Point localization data
┄┄┄┄┄┄
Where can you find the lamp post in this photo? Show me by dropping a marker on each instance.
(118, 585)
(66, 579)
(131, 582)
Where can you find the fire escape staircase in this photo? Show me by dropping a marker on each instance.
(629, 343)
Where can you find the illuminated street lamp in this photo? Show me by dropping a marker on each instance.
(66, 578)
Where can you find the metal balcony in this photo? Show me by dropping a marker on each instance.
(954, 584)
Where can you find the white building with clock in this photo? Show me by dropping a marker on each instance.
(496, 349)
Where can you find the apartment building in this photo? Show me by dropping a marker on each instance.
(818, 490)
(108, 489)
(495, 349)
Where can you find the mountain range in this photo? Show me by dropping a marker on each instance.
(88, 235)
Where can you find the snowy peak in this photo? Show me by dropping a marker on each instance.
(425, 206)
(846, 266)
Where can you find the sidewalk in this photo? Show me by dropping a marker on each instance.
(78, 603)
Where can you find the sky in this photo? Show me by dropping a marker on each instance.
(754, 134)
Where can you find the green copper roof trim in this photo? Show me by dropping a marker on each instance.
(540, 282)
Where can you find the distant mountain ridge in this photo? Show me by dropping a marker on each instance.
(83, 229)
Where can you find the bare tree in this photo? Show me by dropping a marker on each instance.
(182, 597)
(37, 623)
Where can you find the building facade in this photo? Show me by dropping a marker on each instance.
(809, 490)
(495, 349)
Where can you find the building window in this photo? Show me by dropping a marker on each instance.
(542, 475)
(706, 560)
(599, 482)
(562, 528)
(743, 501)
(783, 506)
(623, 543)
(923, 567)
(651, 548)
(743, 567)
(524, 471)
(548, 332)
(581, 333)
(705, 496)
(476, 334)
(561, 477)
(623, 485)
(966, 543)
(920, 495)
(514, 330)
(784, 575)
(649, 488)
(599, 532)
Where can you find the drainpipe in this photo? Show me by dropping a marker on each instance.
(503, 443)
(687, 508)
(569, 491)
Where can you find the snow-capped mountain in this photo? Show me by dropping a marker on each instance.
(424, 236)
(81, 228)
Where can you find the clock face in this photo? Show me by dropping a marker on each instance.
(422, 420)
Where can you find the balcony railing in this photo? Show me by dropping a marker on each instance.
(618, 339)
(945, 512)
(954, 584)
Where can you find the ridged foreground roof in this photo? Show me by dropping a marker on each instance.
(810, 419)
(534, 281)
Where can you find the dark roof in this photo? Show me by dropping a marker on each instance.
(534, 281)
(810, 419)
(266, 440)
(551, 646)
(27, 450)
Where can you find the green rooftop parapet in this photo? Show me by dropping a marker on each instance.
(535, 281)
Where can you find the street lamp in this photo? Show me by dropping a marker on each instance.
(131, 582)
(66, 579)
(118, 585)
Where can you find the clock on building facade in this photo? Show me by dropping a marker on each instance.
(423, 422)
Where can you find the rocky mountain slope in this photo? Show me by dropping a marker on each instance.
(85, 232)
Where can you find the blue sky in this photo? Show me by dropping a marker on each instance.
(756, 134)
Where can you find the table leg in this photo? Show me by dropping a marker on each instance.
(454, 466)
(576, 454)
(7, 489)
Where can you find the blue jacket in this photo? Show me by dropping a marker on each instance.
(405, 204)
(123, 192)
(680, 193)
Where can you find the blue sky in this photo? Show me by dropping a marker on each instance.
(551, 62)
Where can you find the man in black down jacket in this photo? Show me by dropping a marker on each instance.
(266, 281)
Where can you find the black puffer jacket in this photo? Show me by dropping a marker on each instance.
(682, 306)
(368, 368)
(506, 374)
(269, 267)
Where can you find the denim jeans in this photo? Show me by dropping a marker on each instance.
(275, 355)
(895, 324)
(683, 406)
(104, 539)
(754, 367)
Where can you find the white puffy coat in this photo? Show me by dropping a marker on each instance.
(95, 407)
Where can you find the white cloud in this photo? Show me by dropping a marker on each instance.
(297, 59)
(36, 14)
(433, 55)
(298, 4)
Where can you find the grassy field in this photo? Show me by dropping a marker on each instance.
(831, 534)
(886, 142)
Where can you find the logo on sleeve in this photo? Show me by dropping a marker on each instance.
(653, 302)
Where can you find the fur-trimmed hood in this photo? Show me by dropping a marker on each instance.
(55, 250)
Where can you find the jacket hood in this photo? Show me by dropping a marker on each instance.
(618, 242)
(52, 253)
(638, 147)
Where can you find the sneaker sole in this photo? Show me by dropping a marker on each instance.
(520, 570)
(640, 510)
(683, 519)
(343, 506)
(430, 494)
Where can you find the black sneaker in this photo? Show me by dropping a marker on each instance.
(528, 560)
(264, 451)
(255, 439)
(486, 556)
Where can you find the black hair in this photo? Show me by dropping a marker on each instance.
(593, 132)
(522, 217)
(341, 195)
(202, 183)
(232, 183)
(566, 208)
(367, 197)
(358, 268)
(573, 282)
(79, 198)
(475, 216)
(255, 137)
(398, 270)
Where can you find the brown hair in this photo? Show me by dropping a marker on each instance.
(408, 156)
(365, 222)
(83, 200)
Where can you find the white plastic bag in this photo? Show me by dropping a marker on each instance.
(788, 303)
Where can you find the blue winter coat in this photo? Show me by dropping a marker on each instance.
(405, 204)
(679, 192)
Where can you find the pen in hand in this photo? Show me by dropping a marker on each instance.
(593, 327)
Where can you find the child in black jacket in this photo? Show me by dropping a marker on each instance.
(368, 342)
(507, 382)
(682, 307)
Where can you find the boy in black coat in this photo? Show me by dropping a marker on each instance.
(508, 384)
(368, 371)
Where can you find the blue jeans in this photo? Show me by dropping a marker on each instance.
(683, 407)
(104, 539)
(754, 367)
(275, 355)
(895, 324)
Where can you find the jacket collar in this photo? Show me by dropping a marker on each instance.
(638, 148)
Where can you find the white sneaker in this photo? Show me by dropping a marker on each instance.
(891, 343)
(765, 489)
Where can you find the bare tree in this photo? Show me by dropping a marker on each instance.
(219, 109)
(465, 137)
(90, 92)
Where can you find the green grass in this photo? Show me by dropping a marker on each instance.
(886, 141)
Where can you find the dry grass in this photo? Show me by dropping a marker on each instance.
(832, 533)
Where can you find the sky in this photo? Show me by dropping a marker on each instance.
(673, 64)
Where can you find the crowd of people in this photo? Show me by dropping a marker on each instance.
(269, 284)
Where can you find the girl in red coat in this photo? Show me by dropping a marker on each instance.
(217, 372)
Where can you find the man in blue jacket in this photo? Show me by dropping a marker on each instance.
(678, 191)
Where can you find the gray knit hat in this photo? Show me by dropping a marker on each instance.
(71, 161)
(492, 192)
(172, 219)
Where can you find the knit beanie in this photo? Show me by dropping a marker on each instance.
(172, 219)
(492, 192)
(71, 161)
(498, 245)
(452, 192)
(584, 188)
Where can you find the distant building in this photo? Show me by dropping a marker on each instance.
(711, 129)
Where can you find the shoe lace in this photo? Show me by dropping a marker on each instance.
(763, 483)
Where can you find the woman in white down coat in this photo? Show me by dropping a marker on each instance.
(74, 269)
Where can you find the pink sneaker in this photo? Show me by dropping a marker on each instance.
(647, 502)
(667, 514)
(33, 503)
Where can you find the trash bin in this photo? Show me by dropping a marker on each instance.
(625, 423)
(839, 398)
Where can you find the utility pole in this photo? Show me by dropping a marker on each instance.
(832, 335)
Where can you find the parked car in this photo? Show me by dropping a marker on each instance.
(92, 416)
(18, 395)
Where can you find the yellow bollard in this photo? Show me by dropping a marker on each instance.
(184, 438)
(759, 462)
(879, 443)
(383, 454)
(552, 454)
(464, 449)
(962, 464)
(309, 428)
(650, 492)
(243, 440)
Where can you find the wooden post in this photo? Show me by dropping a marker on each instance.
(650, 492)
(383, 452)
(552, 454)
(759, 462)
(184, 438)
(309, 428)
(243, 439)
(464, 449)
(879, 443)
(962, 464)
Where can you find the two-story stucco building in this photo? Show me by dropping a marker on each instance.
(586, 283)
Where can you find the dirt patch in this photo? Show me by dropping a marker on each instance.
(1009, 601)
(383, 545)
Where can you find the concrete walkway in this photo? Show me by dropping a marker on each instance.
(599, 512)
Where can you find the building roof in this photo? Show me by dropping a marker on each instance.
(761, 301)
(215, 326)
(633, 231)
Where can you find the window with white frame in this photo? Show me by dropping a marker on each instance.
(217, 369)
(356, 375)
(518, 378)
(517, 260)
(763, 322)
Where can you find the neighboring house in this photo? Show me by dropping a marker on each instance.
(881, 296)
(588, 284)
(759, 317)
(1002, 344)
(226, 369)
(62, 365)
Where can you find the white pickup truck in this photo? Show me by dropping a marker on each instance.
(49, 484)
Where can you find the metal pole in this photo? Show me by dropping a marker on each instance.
┄┄┄┄┄┄
* What is expected:
Copy nothing except the lines from the one holding "Where can you find the white pickup" through the last line of the data above, and return them exactly.

* Reply to the task:
Where can you find the white pickup truck in this photo? Show me by dropping a marker on each instance.
(49, 484)
Where can you find the metal pole in this photo? Show me by dropping a marker on each instance.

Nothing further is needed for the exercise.